**What you are asked to do**.
Everything from the line containing "If you could point at the white farmhouse" through the last line of the records must be returned verbatim, and nothing outside that range.

**Dataset content**.
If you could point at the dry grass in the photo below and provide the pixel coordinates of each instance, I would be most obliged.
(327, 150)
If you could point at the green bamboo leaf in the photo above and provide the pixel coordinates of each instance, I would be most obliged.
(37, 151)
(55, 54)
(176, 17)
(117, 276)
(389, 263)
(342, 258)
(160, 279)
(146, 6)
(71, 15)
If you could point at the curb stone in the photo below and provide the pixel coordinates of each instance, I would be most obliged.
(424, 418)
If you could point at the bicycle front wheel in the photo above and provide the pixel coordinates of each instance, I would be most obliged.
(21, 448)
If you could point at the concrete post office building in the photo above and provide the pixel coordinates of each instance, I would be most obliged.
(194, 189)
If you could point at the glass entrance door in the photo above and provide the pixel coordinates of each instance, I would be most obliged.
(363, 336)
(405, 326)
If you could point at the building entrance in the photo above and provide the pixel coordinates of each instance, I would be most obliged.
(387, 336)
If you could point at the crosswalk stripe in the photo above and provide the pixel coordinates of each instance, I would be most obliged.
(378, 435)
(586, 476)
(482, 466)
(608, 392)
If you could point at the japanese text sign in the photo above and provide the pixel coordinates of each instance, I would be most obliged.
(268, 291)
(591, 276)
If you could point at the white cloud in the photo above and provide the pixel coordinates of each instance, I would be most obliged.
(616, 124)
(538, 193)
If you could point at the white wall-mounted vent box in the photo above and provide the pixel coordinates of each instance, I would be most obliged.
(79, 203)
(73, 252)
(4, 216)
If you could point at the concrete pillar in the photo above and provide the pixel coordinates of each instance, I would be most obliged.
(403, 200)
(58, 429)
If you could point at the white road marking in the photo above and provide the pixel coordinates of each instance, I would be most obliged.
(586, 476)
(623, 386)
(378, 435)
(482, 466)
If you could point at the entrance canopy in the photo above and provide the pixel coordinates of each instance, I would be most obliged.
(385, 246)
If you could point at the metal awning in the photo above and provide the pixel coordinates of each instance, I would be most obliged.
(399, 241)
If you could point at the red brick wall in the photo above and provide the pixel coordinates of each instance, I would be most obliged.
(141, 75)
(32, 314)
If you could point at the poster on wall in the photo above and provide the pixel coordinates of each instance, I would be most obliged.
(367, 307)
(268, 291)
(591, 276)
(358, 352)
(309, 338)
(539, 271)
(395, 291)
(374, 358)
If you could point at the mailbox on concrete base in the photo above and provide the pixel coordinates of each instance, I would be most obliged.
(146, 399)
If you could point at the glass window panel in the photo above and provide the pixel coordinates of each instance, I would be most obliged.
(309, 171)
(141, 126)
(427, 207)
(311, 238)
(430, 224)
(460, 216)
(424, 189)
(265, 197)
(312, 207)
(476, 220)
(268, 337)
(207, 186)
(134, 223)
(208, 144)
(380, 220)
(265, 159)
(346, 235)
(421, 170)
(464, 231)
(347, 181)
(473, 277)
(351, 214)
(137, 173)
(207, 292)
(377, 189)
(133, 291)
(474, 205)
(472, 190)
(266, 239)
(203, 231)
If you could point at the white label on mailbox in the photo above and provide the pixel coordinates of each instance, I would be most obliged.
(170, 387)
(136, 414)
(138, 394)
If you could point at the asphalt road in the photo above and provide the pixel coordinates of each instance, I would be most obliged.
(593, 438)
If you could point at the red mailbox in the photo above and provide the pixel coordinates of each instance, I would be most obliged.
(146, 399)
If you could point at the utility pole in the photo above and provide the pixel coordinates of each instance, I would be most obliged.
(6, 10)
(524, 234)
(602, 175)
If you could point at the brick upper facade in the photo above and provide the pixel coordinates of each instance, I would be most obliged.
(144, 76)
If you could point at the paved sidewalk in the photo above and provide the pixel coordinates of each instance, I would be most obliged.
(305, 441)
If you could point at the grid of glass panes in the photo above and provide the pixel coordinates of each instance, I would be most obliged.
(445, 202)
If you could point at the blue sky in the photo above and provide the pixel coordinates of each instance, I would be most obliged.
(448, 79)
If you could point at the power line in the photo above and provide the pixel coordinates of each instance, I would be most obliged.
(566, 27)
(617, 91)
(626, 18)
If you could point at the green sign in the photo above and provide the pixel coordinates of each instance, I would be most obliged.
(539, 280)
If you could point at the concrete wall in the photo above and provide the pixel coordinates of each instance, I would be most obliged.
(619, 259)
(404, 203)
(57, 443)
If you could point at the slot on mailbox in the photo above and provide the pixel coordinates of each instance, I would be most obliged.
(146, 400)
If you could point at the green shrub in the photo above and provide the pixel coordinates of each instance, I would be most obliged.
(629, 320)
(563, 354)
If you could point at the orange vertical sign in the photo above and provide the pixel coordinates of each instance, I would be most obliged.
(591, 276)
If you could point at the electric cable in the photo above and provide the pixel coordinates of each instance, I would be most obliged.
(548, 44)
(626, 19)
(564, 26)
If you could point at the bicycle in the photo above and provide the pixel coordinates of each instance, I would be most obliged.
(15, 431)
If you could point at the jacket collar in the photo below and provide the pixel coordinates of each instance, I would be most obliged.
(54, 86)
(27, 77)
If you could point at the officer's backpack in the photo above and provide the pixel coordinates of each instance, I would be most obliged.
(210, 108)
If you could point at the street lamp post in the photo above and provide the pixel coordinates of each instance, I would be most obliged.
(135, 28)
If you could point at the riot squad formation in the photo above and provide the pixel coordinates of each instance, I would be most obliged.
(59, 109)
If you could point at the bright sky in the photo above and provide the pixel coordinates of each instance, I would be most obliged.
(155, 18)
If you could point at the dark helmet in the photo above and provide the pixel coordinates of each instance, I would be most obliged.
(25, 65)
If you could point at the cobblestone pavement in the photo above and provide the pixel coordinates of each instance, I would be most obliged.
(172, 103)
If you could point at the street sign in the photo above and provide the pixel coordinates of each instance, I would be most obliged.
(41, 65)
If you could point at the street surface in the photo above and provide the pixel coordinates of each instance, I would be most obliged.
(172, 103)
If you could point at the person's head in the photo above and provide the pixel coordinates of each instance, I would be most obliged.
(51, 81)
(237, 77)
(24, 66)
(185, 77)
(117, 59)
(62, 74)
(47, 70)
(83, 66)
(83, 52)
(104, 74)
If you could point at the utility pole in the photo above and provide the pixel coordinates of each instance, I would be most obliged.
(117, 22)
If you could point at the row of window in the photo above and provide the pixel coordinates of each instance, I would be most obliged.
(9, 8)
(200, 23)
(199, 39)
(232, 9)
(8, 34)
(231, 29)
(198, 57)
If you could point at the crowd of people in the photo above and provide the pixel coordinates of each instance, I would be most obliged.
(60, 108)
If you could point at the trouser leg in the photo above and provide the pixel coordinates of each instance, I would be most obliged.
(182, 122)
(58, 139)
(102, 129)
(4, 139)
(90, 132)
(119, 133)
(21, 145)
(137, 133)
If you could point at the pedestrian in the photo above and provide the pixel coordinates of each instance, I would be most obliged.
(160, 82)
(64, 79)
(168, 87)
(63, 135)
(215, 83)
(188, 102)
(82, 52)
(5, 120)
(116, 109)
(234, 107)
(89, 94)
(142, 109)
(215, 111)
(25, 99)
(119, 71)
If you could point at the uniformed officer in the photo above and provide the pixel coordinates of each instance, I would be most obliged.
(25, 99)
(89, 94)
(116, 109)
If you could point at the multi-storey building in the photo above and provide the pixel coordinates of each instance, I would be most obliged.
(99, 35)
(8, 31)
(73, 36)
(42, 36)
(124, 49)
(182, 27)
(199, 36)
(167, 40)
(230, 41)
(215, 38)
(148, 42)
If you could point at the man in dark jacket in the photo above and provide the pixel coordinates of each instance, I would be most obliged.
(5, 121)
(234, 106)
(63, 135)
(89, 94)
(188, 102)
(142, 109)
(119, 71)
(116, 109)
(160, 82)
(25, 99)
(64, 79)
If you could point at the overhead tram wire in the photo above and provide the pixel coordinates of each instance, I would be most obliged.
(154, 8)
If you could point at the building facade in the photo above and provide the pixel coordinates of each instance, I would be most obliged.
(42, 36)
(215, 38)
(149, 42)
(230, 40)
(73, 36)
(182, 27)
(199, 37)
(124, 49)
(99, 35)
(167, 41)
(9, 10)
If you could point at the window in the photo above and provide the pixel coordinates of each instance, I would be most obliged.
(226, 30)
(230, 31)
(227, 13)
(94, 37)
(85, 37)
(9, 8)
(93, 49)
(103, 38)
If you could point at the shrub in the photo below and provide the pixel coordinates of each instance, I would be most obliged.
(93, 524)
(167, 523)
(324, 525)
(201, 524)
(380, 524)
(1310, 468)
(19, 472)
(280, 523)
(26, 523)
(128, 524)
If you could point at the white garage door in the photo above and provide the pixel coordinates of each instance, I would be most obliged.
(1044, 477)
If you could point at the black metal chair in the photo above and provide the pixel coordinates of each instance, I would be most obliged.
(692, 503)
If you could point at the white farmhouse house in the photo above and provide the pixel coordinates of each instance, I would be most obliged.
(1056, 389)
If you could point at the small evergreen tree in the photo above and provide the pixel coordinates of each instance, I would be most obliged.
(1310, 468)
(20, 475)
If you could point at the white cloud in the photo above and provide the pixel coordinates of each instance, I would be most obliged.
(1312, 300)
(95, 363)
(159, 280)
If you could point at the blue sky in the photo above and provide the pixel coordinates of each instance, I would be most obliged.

**Solution to this exercise**.
If you could point at the white farmhouse house in the photo above and provide the pixel coordinates of each instance, I would be most obliged.
(1056, 389)
If you could point at the small evergreen tree in the photo above and provide the pixel coordinates of each instance, I would be most obliged.
(1310, 468)
(20, 475)
If you could point at the white cloud in the photo above and provide the pixel coordinates of each instance, I would be most obliged.
(1312, 300)
(95, 363)
(159, 280)
If you could point at the blue sky in the photo above and provide the pixel coordinates of each instance, I would be most obliged.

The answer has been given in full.